| EXERCISE OBJECTIVE |
Gather each line below that contains the word "blue" and copy those lines out.

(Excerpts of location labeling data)
════════════════════

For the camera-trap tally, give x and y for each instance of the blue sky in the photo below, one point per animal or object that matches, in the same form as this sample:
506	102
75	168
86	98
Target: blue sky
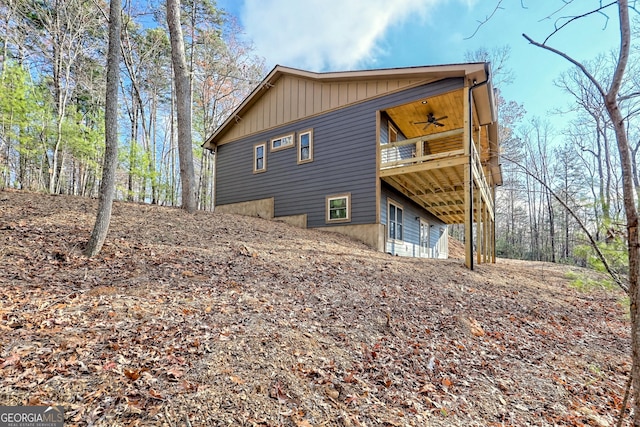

════════════════════

| WRITTEN RESPONSE |
For the camera-trap tally, give x and y for each instance of the blue sky in the photo below, one point per animal or object that matches, in the same form as this sample:
Target: blue sky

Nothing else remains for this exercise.